◆ EXTRACTED TEXT ◆
###
Construction companies take into account the characteristics, profitability, competitiveness, and risk factors of a construction project when determining a bid price for construction projects [1,2,3,4,5]. However, construction projects have various uncertainties in the bidding phase since the bidding phase is the earliest stage of the project, and the difficulties and risk factors of the construction need to be predicted and reflected in the bid price before construction commences. Therefore, deciding the appropriate bid price is difficult because bidders need to thoroughly understand the uncertainty factors of the project before making bidding decisions. If the bid price is too high, it is difficult to award the project, but if the bid price is too low, even if the bidder awards the project, the profitability can decrease. Therefore, deciding the appropriate bid price is one of the most important decision making tasks in the bidding process.
In general, it is almost impossible to identify all of the potential risk factors of a project within a short bidding period and reflect them in the bid price. Since information uncertainty is high at the beginning of the project, it is difficult to perform specific risk assessment considering the project characteristics.
The bidding document provided by the project owner is the most representative information available to the bidders during the bidding stage. The bidding document includes owner’s project planning intention and the overall construction requirements. In particular, the uncertainty of the project is determined by the information contained in the bidding document, which is also directly related to the contractual issue. Thus, a very thorough review and risk analysis in the bidding document can lead to a successful project. The information provided in the bidding document, however, is not always clear and adequate. The drawings, specifications, and contract conditions that are included in the bidding document, contain a number of uncertainties, such as ambiguity, missing information, incorrect information, and discrepancies between information [6,7]. These uncertainties can then lead to overestimation or underestimation in construction bidding [8]. Moreover, in some recent international projects change orders may not be considered when the bidders fail to properly review the errors, omissions, and discrepancies in the bidding document during the bidding process [9].
###
Stored data:
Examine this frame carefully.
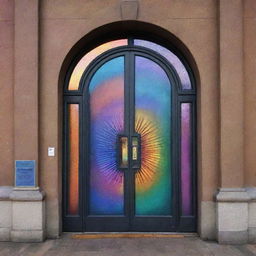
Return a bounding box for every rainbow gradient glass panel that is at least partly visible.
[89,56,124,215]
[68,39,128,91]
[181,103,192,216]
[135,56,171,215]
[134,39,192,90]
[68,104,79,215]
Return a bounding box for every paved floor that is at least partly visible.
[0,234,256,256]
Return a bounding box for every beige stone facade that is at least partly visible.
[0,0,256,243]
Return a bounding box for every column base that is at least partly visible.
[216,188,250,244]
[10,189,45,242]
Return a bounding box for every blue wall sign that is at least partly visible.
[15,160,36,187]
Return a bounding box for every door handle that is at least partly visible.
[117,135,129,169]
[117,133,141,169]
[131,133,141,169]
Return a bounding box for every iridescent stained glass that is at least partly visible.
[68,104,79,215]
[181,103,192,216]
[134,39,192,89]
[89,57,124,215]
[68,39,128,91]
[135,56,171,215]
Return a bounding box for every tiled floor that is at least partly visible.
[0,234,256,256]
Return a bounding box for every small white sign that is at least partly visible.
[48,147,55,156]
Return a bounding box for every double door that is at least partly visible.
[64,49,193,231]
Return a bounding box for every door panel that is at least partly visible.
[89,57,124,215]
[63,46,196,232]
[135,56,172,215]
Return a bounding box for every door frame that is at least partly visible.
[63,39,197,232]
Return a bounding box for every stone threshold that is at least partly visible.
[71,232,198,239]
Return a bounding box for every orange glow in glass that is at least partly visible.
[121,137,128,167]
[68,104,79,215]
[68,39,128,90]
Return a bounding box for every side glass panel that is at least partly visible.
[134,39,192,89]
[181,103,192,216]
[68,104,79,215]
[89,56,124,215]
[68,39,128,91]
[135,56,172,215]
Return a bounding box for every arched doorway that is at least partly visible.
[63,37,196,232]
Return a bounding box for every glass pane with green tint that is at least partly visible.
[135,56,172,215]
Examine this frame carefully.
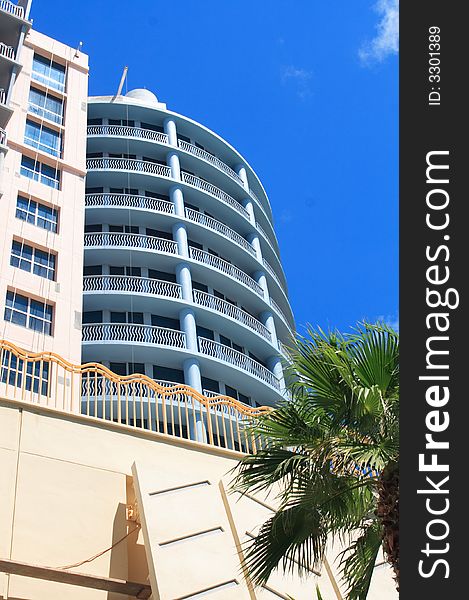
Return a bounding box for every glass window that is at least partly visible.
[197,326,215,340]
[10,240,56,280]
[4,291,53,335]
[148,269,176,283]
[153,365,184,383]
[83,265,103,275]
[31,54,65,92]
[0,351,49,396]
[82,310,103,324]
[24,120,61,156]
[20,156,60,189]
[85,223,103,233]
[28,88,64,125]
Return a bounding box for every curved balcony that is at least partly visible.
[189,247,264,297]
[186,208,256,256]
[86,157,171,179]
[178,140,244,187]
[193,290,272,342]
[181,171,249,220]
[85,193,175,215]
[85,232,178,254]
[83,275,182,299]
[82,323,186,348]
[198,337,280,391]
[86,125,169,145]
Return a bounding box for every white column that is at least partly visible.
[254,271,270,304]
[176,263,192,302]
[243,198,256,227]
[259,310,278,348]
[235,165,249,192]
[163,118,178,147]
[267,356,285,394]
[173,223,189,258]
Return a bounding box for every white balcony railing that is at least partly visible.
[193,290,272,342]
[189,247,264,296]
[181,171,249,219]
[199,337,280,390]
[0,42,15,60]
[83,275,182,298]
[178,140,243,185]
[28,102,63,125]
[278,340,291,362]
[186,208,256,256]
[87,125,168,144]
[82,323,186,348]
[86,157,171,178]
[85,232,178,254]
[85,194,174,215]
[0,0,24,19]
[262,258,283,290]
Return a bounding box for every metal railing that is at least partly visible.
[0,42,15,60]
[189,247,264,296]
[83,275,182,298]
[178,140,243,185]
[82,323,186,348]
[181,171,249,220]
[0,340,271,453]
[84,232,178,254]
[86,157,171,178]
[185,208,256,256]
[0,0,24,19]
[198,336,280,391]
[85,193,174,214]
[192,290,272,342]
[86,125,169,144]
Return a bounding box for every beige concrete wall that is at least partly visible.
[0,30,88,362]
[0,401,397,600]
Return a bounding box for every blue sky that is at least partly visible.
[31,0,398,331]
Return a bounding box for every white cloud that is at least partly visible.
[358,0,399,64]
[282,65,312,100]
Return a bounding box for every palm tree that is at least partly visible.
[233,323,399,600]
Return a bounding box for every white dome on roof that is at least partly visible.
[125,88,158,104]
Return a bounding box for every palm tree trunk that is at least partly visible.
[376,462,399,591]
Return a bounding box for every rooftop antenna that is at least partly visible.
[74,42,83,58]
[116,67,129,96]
###
◆ TASK LIST ◆
(1) Output the part of the bid-pricing text from "In general, it" to "the project characteristics." without altering a single word.
(2) Translate this sentence from the bid-pricing text into Spanish: "The bidding document provided by the project owner is the most representative information available to the bidders during the bidding stage."

◆ CORRECT ANSWERS ◆
(1)
In general, it is almost impossible to identify all of the potential risk factors of a project within a short bidding period and reflect them in the bid price. Since information uncertainty is high at the beginning of the project, it is difficult to perform specific risk assessment considering the project characteristics.

(2) El documento de licitación proporcionado por el propietario del proyecto es la información más representativa de que disponen los licitadores durante la etapa de licitación.